Completa quanto segue ->
(1) Riscrivi il brano su Alberto Franceschini da "Non l’ha mai" a "la storia d’Italia.", estremi inclusi, mettendo "congresso" al posto di "convegno".
(2) Prosegui il brano su Alberto Franceschini dopo la sua ultima frase.

Estratto della fonte ->
------------------------------------------------------------

Non l’ha mai raccontata fino in fondo, Alberto Franceschini. Di questo erano convinti in molti. Lui, uno dei fondatori delle Brigate Rosse, era presente già nel novembre 1969, al convegno di Chiavari, in Liguria, dove all’Hotel Stella Maris si riunirono una settantina di appartenenti al Collettivo politico metropolitano di Milano, e tra loro molti di coloro che, l’anno successivo, avrebbero fondato le Br. E infatti sempre lui, Franceschini, c’era anche l’anno successivo, agosto 1970, quando si tenne il convegno di Pecorile, vicino alla Reggio Emilia in cui era nato e cresciuto comunista da una famiglia di estrazione comunista nel mito della rivoluzione tradita, convegno nel quale fu deciso il passaggio alla lotta armata. Decisione che avrebbe cambiato la storia d’Italia.

------------------------------------------------------------

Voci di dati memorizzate
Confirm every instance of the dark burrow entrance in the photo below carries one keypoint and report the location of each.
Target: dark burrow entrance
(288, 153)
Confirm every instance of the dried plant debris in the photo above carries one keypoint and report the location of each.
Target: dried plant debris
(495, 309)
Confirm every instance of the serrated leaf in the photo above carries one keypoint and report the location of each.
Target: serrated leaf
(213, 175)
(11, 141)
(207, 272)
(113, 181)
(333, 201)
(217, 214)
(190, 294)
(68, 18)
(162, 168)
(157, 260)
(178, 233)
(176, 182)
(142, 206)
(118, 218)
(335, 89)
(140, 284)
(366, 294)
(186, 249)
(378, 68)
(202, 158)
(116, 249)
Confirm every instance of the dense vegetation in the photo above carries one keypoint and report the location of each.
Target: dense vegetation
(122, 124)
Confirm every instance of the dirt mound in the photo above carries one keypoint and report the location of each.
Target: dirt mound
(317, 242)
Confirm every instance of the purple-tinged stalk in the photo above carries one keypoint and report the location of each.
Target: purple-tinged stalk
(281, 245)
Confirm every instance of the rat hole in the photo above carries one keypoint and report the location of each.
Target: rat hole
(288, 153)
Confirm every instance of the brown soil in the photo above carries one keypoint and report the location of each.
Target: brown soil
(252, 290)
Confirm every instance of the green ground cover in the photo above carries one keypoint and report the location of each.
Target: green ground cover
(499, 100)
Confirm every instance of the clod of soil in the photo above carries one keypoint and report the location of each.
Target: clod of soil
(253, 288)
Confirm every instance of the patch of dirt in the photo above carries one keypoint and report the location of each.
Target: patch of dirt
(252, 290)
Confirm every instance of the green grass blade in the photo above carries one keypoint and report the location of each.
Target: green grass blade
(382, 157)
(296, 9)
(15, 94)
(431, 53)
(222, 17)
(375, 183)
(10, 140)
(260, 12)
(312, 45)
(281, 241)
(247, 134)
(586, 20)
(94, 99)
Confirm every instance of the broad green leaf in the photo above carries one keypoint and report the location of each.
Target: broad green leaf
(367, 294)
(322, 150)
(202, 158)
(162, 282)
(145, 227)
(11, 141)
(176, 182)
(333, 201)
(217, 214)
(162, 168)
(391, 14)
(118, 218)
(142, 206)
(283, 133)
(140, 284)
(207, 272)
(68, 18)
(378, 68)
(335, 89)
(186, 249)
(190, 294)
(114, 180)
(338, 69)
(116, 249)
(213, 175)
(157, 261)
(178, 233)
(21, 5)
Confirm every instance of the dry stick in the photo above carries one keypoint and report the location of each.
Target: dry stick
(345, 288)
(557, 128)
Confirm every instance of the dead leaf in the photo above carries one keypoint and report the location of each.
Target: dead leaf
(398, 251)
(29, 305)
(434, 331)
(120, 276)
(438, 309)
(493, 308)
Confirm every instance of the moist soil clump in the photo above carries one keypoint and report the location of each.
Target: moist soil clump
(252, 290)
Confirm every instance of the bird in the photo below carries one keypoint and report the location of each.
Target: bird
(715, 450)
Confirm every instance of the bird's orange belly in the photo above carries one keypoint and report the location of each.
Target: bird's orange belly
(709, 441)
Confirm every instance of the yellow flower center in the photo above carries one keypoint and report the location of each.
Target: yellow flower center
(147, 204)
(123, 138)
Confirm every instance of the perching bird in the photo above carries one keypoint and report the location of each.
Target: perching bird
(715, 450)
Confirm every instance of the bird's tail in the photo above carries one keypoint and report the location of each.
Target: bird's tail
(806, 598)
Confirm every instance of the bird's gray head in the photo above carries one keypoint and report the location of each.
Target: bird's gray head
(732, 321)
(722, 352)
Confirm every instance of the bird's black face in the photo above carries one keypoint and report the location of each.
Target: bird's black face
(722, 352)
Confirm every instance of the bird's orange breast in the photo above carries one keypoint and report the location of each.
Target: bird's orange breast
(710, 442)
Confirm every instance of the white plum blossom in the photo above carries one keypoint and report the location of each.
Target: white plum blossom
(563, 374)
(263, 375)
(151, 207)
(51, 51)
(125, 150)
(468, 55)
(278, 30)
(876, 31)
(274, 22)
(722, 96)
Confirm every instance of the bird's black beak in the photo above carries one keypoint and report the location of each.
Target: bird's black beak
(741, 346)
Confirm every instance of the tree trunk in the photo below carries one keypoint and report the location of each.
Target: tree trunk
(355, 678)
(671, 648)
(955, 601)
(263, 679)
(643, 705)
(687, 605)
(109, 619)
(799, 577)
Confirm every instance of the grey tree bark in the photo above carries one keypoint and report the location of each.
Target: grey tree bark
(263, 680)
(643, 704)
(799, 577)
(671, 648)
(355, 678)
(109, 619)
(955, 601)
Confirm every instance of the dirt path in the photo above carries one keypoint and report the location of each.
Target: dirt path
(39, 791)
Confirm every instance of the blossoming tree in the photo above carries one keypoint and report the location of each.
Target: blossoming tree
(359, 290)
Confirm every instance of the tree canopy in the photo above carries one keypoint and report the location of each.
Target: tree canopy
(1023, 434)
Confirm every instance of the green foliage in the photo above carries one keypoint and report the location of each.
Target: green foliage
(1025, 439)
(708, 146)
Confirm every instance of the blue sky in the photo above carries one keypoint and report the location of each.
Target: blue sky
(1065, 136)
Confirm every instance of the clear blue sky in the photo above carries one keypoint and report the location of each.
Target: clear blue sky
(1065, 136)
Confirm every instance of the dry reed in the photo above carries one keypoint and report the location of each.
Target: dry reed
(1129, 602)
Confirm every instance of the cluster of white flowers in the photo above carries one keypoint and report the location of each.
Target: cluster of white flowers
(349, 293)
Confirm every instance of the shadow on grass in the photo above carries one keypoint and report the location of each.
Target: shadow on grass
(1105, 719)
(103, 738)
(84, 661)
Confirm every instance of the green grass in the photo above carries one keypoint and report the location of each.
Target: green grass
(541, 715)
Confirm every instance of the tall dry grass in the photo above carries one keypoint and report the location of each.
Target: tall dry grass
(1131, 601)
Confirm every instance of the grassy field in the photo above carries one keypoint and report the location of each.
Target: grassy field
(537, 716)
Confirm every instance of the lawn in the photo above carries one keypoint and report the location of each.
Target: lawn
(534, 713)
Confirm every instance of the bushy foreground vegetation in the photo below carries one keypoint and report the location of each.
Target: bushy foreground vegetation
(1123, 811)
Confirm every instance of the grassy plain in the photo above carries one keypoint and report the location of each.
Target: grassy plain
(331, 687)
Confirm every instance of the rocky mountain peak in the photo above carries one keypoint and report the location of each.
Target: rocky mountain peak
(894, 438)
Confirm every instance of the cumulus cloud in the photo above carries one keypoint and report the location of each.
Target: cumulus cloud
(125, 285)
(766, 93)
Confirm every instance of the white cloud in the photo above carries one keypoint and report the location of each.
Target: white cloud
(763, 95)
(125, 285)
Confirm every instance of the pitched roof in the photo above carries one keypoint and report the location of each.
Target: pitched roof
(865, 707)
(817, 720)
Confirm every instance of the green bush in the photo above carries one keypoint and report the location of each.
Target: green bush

------------------------------------------------------------

Risposte ->
(1)
Non l’ha mai raccontata fino in fondo, Alberto Franceschini. Di questo erano convinti in molti. Lui, uno dei fondatori delle Brigate Rosse, era presente già nel novembre 1969, al congresso di Chiavari, in Liguria, dove all’Hotel Stella Maris si riunirono una settantina di appartenenti al Collettivo politico metropolitano di Milano, e tra loro molti di coloro che, l’anno successivo, avrebbero fondato le Br. E infatti sempre lui, Franceschini, c’era anche l’anno successivo, agosto 1970, quando si tenne il congresso di Pecorile, vicino alla Reggio Emilia in cui era nato e cresciuto comunista da una famiglia di estrazione comunista nel mito della rivoluzione tradita, congresso nel quale fu deciso il passaggio alla lotta armata. Decisione che avrebbe cambiato la storia d’Italia.

(2)
«L’ho saputo ora della sua morte, mi hanno scritto dei suoi colleghi. Mi dispiace, non sapevo stesse male», così ha commentato la notizia del decesso del 77enne l’avvocato Ambra Giovene, che in passato l’aveva difeso. L’aveva detto a pochi, della malattia. Com’era nel suo stile.

Arrestato nel 1974, era stato giudicato responsabile di numerosi atti terroristici, tra cui il sequestro del giudice Mario Sossi e l’uccisione di due esponenti del Msi. Dopo aver lasciato il carcere definitivamente nel 1992, con la sua pena estinta (grazie agli sconti derivati dai benefici di legge) dopo 18 anni di reclusione, ha lavorato a Roma presso l’Arci, come dirigente di una cooperativa sociale che si occupa di lavoro e aiuto a immigrati, disoccupati, minori a rischio, detenuti e tossicodipendenti.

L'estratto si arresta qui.